PASSAGE
Ray AA et al, 2011: Shockwave lithotripsy in patients with horseshoe kidney: determinants of success
Ray AA, Ghiculete D, D'A Honey RJ, Pace KT.
Division of Urology, Department of Surgery, St. Michael's Hospital, University of Toronto, Toronto, Canada.
BACKGROUND AND PURPOSE: Horseshoe kidney (HSK) is the most common renal fusion anomaly, with a prevalence of ∼1 in 400 and an incidence of urolithiasis between 20% and 60%. The role of shock wave lithotripsy (SWL) in patients with HSK remains poorly studied.
METHODS: Data from all patients treated since January 1994 with a known HSK was reviewed. Analysis was restricted to all patients with a minimum follow-up of 2 weeks after SWL. Success was defined as patients who were stone-free or had asymptomatic, clinically insignificant residual fragments ≤ 4 mm.
RESULTS: Data from 41 patients with HSK were analyzed (61 calculi). Mean stone size was 91.3 ± 71.6 mm(2); mean body mass index was 27.1 ± 5.3 kg/m(2). At 3 months, the single-treatment success and stone-free rates were 25.0% and 9.1%, respectively. The overall treatment success rate at 3 months was 63.6%, and the stone-free rate was 39.1%. Little incremental benefit was found for more than two SWL treatments per stone. The auxiliary treatment rate was 72.7%, with an efficiency quotient of 10.5%. On multivariate analysis, stone burden (p = 0.074), other calyceal location (p = 0.026), and body mass index (p = 0.013) were found to be prognostic for SWL success.

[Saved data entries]

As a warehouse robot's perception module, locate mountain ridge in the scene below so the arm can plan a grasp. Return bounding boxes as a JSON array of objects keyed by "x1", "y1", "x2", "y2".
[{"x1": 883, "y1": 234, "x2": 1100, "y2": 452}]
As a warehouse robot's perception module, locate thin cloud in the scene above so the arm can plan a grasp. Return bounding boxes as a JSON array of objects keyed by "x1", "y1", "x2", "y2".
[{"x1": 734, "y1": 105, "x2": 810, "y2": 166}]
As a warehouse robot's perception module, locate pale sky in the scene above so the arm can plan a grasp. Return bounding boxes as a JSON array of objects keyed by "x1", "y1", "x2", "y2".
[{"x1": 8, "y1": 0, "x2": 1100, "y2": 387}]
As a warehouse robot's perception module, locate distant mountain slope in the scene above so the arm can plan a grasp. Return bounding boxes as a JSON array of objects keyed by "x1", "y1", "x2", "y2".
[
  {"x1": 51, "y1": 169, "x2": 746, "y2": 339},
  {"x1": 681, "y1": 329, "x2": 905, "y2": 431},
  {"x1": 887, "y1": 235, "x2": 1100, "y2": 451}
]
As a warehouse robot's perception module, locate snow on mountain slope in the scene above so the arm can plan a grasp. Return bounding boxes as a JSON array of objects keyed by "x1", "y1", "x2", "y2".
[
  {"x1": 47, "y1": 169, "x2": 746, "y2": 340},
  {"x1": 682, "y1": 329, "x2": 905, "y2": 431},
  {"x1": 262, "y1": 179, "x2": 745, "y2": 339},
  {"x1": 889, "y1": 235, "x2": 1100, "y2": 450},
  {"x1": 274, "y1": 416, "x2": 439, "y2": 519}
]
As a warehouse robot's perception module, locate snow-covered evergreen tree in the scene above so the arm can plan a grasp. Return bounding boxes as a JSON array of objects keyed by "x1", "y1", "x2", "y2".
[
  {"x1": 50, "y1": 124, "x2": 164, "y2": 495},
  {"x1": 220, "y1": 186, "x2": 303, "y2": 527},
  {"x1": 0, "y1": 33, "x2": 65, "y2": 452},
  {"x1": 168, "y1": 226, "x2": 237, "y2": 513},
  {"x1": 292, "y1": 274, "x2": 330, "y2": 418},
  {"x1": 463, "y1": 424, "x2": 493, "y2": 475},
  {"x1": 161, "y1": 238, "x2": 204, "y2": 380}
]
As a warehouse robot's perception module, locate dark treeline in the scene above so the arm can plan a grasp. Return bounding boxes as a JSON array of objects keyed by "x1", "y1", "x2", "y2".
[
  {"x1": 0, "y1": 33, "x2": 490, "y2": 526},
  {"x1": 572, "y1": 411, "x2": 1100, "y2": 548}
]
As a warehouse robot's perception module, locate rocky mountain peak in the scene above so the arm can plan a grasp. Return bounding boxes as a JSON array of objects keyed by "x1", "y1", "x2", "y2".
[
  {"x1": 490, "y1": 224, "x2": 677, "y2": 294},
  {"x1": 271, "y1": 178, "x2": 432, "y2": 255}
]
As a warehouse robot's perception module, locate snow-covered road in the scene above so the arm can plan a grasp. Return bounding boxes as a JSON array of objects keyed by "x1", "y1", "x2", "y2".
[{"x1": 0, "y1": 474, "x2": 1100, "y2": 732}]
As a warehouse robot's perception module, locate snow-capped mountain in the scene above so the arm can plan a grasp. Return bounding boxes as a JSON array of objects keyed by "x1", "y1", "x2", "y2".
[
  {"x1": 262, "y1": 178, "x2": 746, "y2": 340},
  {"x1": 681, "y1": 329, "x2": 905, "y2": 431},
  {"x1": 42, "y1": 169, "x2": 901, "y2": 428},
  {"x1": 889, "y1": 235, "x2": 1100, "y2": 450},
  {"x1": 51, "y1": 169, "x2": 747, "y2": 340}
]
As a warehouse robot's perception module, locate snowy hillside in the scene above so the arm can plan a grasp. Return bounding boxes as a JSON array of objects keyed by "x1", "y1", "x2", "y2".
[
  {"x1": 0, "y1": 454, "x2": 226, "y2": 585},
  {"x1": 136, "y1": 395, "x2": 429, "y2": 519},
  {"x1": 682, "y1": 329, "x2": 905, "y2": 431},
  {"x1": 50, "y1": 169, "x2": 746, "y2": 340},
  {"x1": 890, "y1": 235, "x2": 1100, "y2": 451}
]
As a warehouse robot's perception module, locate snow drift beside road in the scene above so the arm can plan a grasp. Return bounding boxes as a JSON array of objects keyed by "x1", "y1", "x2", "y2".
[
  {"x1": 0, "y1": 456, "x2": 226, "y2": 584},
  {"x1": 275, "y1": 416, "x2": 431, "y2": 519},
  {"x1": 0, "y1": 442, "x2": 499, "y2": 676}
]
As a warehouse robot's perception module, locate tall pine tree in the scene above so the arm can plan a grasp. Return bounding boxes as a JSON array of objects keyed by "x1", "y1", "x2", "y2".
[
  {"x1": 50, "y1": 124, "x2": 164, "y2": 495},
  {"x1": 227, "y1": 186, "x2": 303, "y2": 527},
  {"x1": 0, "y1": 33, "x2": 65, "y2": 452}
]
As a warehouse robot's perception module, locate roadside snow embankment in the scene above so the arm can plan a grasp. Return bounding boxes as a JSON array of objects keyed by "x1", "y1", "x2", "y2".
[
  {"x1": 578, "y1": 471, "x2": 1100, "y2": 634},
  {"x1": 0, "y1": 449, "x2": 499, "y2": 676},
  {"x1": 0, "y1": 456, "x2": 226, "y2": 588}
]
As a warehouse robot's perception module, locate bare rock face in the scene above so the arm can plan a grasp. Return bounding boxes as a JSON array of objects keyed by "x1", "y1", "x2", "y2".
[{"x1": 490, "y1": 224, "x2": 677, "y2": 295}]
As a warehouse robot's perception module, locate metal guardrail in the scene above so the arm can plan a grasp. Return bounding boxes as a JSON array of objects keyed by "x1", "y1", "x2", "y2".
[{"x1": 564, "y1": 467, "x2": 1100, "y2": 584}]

WORK TASK 1
In the lithotripsy abstract, how many patients with horseshoe kidney had their data analyzed?
WORK TASK 2
Carry the lithotripsy abstract forward from its final sentence.
None of the rows are needed for what comes next.

ANSWER 1
41 patients, with 61 calculi.

ANSWER 2
CONCLUSIONS: Patients with HSK appear to have lower success and stone-free rates after SWL than patients with normal kidneys. This likely has to do with factors such as greater skin-to-stone distance (particularly for calyceal stones) and restricted urinary drainage. SWL may be offered to patients with a HSK once limitations in stone clearance have been considered.
J Endourol. 2011 Mar;25(3):487-93. doi: 10.1089/end.2010.0213. Epub 2011 Mar 1
PMID: 21361827 [PubMed - in process]
Stone removal in patients with horseshoe kidneys is often a difficult task, whichever method that is used.
This article reports the results recorded in 41 patients with 61 stones, but only 44 of the stones (72%) were available for 3 month evaluation. A high rate of auxiliary procedures was necessary, but the authors also classified repeated ESWL as an auxiliary procedure. The overall end result (3 months) showed a treatment success of 64% but a stone-free rate of only 39%. The result was numerically better with the Dornier MFL-5000 lithotripter than with Philips Lithtron. The stone-free rate was lower than the average of 55% published in the literature comprising stones in 342 renal units.
Attempts to find reliable predictors for the 3 month success did not reveal anything statistically useful, but for the two-week results, BMI and stone surface area not unexpectedly had an effect on the outcome.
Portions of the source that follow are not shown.